Reproduce each of the following entries line for line, with no changes.

:: Named-object pointing entries ::
· · · · · · ·

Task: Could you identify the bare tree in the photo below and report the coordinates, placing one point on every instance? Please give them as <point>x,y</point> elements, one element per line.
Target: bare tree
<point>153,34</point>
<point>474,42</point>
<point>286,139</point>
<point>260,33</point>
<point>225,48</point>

· · · · · · ·

:: Solution for this exercise ::
Task: Could you identify the bare tree in the photo below and report the coordinates, placing one point on every instance? Please give them as <point>x,y</point> elements, one element per line.
Target: bare tree
<point>153,34</point>
<point>474,42</point>
<point>286,139</point>
<point>260,33</point>
<point>225,48</point>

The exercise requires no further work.